Position identification records
* start *

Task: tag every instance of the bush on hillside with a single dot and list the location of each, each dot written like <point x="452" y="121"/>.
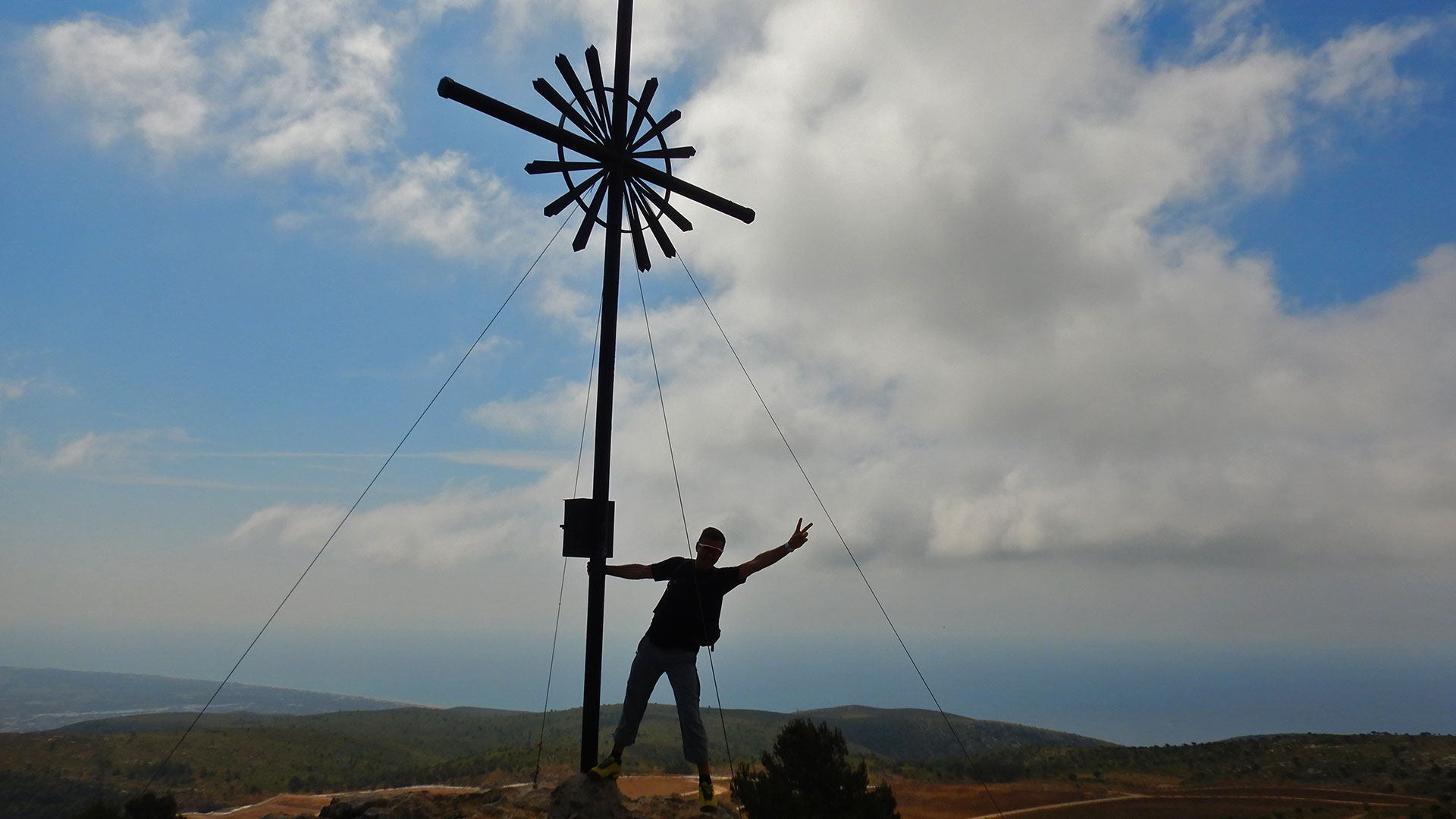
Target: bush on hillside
<point x="146" y="806"/>
<point x="808" y="777"/>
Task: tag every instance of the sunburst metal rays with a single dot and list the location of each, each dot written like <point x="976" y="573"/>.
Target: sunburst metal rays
<point x="637" y="158"/>
<point x="588" y="111"/>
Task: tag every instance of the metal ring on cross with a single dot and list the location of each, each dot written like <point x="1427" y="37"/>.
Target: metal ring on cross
<point x="642" y="203"/>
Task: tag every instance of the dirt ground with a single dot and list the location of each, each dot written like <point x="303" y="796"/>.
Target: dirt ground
<point x="962" y="800"/>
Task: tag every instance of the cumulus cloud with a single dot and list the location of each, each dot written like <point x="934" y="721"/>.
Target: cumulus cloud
<point x="131" y="79"/>
<point x="455" y="525"/>
<point x="308" y="83"/>
<point x="962" y="246"/>
<point x="965" y="295"/>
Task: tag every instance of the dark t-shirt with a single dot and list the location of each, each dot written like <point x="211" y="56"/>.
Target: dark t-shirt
<point x="677" y="621"/>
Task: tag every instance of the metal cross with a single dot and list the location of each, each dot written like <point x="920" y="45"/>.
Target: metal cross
<point x="623" y="167"/>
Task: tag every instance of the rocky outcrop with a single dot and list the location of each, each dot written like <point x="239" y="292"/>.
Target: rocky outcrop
<point x="582" y="798"/>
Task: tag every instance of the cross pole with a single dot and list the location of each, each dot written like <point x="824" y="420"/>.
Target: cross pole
<point x="615" y="152"/>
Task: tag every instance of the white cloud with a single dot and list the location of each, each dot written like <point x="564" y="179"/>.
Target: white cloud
<point x="14" y="390"/>
<point x="664" y="33"/>
<point x="308" y="83"/>
<point x="462" y="523"/>
<point x="95" y="452"/>
<point x="444" y="205"/>
<point x="143" y="79"/>
<point x="963" y="295"/>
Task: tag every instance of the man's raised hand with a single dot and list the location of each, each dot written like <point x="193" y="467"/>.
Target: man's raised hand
<point x="801" y="534"/>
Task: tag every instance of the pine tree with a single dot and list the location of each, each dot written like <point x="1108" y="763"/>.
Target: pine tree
<point x="808" y="777"/>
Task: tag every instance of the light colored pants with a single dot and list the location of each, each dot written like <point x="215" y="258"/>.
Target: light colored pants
<point x="680" y="668"/>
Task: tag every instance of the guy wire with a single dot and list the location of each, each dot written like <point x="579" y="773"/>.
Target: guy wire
<point x="824" y="509"/>
<point x="168" y="758"/>
<point x="561" y="594"/>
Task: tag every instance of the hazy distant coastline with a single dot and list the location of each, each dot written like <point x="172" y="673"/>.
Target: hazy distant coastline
<point x="34" y="700"/>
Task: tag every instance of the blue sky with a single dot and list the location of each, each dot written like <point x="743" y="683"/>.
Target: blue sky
<point x="1107" y="330"/>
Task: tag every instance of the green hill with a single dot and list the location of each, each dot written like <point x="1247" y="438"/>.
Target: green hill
<point x="237" y="758"/>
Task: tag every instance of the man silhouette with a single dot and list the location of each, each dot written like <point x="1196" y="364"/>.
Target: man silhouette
<point x="683" y="620"/>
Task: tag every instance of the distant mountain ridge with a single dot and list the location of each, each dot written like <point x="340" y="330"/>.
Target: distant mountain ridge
<point x="34" y="700"/>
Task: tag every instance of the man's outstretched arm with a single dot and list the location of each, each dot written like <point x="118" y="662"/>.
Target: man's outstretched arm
<point x="774" y="556"/>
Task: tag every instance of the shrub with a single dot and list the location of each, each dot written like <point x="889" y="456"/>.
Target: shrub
<point x="808" y="777"/>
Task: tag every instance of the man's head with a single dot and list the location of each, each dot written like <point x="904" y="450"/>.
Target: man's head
<point x="711" y="545"/>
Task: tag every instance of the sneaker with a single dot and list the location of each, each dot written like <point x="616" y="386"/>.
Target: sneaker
<point x="609" y="768"/>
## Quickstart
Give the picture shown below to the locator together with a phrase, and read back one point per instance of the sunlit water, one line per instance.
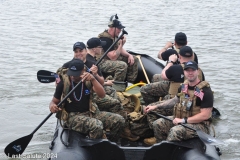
(37, 35)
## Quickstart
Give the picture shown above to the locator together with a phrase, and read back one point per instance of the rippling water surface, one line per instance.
(37, 35)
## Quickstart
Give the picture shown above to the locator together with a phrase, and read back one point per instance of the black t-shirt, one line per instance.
(207, 101)
(175, 73)
(79, 99)
(89, 62)
(109, 42)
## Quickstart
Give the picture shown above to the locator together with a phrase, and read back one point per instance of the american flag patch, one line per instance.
(198, 93)
(184, 88)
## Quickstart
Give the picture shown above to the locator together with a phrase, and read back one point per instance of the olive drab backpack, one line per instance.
(62, 72)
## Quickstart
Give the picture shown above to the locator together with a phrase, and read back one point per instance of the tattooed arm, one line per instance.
(165, 104)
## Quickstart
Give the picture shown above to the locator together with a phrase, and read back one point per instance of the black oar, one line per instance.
(18, 146)
(44, 76)
(206, 138)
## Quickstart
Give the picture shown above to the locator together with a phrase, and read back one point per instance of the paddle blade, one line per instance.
(44, 76)
(18, 146)
(208, 139)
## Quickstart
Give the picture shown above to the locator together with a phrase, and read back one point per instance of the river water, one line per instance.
(38, 35)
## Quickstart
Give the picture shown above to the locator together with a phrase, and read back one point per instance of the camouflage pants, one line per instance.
(95, 124)
(121, 70)
(151, 117)
(166, 130)
(153, 91)
(110, 102)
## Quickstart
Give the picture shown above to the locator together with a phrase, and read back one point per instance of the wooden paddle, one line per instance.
(44, 76)
(18, 146)
(144, 71)
(206, 138)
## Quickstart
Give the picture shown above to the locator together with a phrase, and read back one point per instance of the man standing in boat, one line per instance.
(172, 75)
(118, 62)
(180, 41)
(192, 106)
(169, 49)
(78, 112)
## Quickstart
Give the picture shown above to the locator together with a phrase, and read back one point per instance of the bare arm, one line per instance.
(165, 104)
(113, 55)
(172, 58)
(94, 70)
(167, 45)
(205, 114)
(53, 105)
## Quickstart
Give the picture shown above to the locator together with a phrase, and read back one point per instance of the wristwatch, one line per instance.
(185, 119)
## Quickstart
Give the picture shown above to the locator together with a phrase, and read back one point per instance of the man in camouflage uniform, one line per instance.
(81, 114)
(172, 73)
(110, 102)
(192, 106)
(159, 87)
(118, 62)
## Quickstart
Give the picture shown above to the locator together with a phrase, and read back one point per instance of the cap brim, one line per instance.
(190, 67)
(103, 43)
(120, 27)
(80, 47)
(73, 73)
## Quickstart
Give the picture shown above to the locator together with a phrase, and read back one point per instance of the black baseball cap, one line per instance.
(186, 51)
(181, 38)
(75, 67)
(118, 24)
(94, 42)
(191, 64)
(80, 45)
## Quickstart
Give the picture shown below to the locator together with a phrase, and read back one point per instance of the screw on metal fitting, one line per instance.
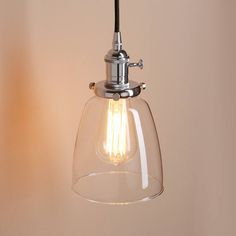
(137, 64)
(116, 96)
(92, 85)
(143, 86)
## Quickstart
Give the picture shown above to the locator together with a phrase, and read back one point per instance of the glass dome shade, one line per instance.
(117, 158)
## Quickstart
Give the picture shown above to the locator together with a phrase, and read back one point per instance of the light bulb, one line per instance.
(117, 139)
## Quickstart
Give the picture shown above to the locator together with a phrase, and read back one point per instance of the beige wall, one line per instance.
(50, 51)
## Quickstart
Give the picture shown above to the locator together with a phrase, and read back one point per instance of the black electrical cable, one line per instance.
(117, 16)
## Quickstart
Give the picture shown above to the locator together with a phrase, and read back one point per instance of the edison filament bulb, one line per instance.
(117, 138)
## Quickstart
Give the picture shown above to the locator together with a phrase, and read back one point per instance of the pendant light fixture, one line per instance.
(117, 158)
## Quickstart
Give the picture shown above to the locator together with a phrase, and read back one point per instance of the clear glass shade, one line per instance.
(117, 158)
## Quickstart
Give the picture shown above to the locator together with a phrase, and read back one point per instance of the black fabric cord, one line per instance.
(117, 15)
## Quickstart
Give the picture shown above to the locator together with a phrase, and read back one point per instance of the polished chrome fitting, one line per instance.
(117, 84)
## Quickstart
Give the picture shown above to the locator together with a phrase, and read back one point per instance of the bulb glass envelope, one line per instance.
(117, 158)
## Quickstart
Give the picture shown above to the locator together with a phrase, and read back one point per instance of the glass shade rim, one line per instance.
(141, 199)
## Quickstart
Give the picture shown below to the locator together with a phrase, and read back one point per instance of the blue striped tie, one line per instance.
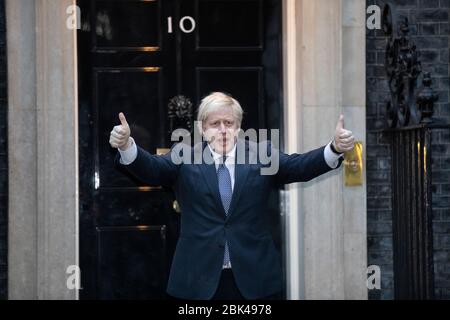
(226, 192)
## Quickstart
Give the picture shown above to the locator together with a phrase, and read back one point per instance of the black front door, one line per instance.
(135, 57)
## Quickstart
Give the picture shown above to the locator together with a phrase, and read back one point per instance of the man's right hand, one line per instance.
(120, 135)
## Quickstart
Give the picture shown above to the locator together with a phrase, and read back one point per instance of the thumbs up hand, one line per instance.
(343, 139)
(120, 135)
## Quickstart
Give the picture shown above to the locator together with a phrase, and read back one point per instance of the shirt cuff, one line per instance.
(129, 155)
(331, 158)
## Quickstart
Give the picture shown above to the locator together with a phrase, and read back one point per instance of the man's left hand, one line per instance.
(343, 139)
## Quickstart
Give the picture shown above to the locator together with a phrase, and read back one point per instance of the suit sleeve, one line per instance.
(303, 167)
(155, 170)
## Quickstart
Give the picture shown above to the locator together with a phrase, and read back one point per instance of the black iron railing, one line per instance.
(410, 128)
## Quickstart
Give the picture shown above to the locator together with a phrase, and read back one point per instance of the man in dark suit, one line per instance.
(225, 249)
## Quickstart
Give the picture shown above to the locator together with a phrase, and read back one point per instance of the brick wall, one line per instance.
(429, 25)
(3, 158)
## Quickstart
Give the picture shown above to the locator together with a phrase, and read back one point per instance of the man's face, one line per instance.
(220, 130)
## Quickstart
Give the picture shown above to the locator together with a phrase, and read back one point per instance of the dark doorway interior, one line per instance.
(134, 57)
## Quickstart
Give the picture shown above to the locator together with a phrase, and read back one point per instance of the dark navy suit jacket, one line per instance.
(197, 264)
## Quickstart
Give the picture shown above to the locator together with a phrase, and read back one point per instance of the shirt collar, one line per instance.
(229, 155)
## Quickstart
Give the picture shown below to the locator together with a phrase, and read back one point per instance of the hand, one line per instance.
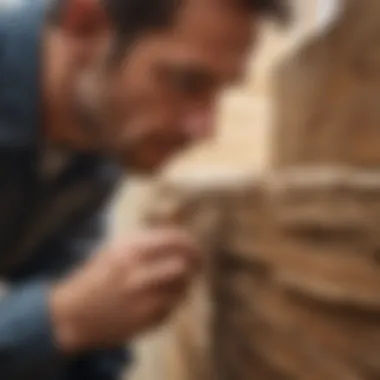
(129, 287)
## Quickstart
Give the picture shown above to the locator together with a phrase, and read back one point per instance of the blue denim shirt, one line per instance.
(46, 228)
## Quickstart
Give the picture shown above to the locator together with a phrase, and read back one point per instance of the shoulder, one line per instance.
(21, 22)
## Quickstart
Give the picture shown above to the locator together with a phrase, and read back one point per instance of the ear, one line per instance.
(84, 18)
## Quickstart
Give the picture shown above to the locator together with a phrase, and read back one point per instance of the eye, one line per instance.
(187, 81)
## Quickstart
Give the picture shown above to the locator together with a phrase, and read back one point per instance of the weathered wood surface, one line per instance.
(292, 289)
(294, 278)
(327, 94)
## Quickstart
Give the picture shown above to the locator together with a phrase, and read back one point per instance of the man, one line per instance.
(88, 87)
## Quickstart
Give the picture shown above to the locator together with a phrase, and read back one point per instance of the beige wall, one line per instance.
(244, 116)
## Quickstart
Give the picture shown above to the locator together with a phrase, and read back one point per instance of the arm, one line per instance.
(27, 349)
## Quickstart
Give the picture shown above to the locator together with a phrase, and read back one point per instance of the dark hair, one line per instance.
(132, 17)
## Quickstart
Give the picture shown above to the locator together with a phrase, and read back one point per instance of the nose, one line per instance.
(199, 124)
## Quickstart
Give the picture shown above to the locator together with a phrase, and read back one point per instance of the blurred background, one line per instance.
(327, 253)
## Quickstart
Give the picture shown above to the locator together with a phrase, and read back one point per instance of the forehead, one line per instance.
(213, 33)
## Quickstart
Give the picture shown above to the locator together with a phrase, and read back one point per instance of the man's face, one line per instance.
(160, 97)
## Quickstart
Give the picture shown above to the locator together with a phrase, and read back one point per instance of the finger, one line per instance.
(161, 274)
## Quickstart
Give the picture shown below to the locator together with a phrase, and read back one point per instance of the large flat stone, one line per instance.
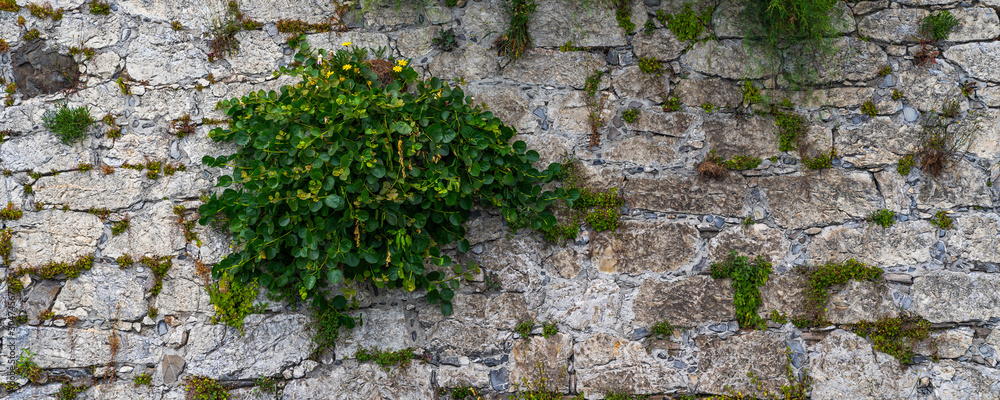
(845, 366)
(903, 244)
(725, 363)
(640, 246)
(945, 296)
(691, 301)
(271, 344)
(820, 198)
(50, 235)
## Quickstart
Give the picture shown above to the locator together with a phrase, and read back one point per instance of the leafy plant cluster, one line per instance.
(820, 278)
(385, 359)
(897, 336)
(233, 301)
(346, 177)
(687, 24)
(69, 124)
(517, 39)
(747, 276)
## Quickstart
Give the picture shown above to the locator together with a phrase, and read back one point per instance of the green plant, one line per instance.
(895, 336)
(9, 6)
(938, 25)
(549, 329)
(687, 24)
(233, 301)
(673, 103)
(69, 124)
(27, 368)
(517, 39)
(821, 277)
(385, 359)
(10, 213)
(142, 380)
(205, 388)
(662, 330)
(524, 327)
(359, 180)
(650, 66)
(905, 165)
(631, 115)
(884, 217)
(868, 108)
(445, 40)
(747, 276)
(942, 220)
(68, 392)
(120, 227)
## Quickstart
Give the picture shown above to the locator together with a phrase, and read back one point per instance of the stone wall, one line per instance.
(603, 290)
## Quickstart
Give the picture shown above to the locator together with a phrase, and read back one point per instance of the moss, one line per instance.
(747, 277)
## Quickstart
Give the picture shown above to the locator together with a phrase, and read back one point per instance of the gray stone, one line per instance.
(645, 246)
(905, 243)
(945, 296)
(550, 67)
(830, 196)
(726, 364)
(691, 301)
(104, 288)
(977, 59)
(845, 366)
(49, 235)
(217, 350)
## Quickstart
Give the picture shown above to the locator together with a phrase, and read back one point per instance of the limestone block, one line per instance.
(945, 296)
(691, 301)
(642, 246)
(271, 344)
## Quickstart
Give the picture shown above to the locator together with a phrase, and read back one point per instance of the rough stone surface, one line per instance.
(692, 301)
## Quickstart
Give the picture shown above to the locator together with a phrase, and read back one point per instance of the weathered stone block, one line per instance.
(691, 301)
(641, 246)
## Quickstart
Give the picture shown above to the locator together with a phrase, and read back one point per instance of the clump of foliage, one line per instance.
(10, 213)
(27, 368)
(673, 103)
(938, 25)
(905, 165)
(868, 108)
(884, 217)
(687, 24)
(69, 124)
(662, 330)
(121, 226)
(895, 336)
(205, 388)
(445, 40)
(142, 380)
(549, 329)
(360, 180)
(942, 220)
(747, 276)
(819, 278)
(385, 359)
(524, 327)
(517, 39)
(631, 115)
(99, 7)
(650, 66)
(233, 301)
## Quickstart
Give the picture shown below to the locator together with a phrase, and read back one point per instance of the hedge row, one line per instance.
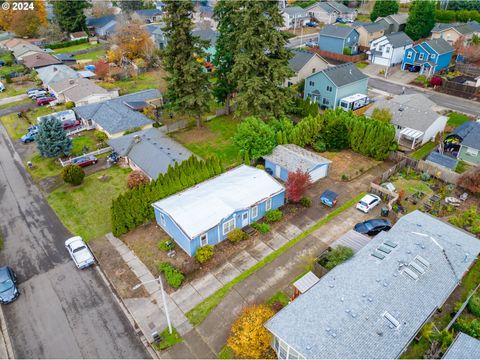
(134, 207)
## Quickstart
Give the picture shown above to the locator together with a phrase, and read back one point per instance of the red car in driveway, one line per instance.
(45, 100)
(85, 160)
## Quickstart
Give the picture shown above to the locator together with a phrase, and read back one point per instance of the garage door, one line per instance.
(319, 173)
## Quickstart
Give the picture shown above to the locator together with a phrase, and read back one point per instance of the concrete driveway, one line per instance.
(62, 312)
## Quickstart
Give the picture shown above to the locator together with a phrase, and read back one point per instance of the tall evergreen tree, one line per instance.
(223, 59)
(188, 89)
(52, 140)
(70, 14)
(421, 19)
(384, 8)
(261, 60)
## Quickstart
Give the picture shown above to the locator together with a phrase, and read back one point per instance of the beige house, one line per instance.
(452, 32)
(369, 32)
(303, 64)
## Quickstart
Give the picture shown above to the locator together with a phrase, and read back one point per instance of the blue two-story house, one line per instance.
(338, 39)
(329, 86)
(431, 56)
(204, 214)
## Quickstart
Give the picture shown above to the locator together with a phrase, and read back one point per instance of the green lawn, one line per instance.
(423, 151)
(94, 55)
(77, 47)
(456, 119)
(214, 138)
(85, 209)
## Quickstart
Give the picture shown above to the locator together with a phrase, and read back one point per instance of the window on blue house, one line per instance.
(228, 226)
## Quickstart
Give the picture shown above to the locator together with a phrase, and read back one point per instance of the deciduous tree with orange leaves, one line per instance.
(249, 338)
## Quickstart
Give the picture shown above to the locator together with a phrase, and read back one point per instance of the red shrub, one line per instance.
(297, 183)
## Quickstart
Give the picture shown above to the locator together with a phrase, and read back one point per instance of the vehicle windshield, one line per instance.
(6, 285)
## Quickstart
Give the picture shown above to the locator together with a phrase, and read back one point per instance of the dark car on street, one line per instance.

* end *

Required work -> List each line of the records above that contains the word "ridge", reproducing every such line in full.

Answer to the problem ->
Task: tag every instance of the distant mountain ridge with a single dot and list the location of each, each dot written like <point x="340" y="330"/>.
Target: distant mountain ridge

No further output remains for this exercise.